Your answer must be an exact transcription of every entry.

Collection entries
※

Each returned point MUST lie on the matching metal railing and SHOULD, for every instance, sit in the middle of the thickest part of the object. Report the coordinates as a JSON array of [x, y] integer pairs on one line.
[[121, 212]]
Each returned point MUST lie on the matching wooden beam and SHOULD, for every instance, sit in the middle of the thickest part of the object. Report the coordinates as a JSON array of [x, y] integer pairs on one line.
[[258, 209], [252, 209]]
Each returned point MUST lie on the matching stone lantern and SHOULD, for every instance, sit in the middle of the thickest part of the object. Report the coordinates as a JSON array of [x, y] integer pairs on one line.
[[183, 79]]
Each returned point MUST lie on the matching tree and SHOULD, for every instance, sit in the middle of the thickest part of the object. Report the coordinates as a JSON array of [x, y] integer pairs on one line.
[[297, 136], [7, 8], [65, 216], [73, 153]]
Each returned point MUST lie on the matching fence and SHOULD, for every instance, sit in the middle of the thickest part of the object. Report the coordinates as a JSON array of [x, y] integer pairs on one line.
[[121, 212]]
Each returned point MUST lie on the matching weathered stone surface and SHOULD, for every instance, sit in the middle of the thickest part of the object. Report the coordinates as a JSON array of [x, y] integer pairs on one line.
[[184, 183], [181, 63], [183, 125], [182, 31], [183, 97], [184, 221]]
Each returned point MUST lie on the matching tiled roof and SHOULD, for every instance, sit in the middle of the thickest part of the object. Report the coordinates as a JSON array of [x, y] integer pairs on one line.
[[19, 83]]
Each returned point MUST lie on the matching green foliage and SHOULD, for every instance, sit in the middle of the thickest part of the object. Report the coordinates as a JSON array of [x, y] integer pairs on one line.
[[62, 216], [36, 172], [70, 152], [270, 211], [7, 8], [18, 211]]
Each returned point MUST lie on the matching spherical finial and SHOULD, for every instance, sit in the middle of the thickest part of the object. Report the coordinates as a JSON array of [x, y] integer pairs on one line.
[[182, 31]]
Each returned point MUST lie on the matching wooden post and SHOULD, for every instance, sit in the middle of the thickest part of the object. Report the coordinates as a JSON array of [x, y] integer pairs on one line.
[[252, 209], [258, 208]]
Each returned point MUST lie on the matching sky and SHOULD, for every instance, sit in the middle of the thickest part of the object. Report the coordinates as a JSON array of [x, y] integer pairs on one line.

※

Task result:
Each returned point MUST lie on the matching metal railing and SHOULD, for every instance, sit in the middle of the thickest part of the object. Report the coordinates as a JSON array of [x, y] integer pairs on one line.
[[121, 212]]
Each returned point MUST lie on the matching wooden beam and SHOULD, for every instance, sit in the middle of the thickest part of the object. Report the coordinates as a JSON array of [x, y] integer pairs on one line.
[[258, 209], [252, 209]]
Each returned point MUST lie on the matching stone lantern and SHOULD, for every instance, sit in the middle of the thickest part of the object. Report the coordinates as a JSON array of [x, y] integer pairs on one line.
[[183, 79]]
Each returned point MUST lie on the matching tree and SHOULD, for every instance, sit in the middle of the thickest part of the object. Report the coordinates as a JSON array of [x, y] integer pairs on one line.
[[297, 136], [7, 8], [65, 216], [73, 153]]
Each returned point MUST lie on the matching fence and SHOULD, for every instance, sit in the middle of the thickest part of the object. Report the coordinates as a JSON array of [x, y] integer pairs on one line.
[[121, 212]]
Each returned point MUST lie on the matching weathered stone surface and SHOULD, for every instance, sit in the middle of the thickest part of the object. Report the coordinates as a JSON array of [x, y] integer pairs on one line.
[[184, 183], [181, 63], [183, 125], [182, 31], [183, 97], [184, 221]]
Each returned point MUST lie on the matching tiled roof and SHOULD, for every instance, sit in the middle of the thickest part of the object. Report the coordinates as a JSON array of [x, y] integer pairs on one line.
[[19, 83]]
Each returned point MUST lie on the matching green foliage and SHOULD, for every instance, sit in the middle of the thickest part of the object. Report the coordinates as a JSON array of [x, y] integer pairs on one line.
[[62, 216], [36, 172], [70, 152], [270, 211], [7, 8], [18, 211]]
Each returned point MUST lie on the matching spherical finial and SHOULD, for every instance, sit in the middle of the thickest part of the object. Report the coordinates as a JSON array of [x, y] integer pairs on one line.
[[182, 31]]
Each returned point MUST lie on the matching wooden post and SHOULD, for every instance, sit in the middle of the thickest part of the object. Report the coordinates as a JSON array of [x, y] integer pairs on one line.
[[252, 209], [258, 208]]
Each returned point MUST lie on the matching sky and SHOULD, for every instance, sit in the middle of the thickest part of the object. Report the coordinates as a JSON array of [x, y] integer pairs on one line.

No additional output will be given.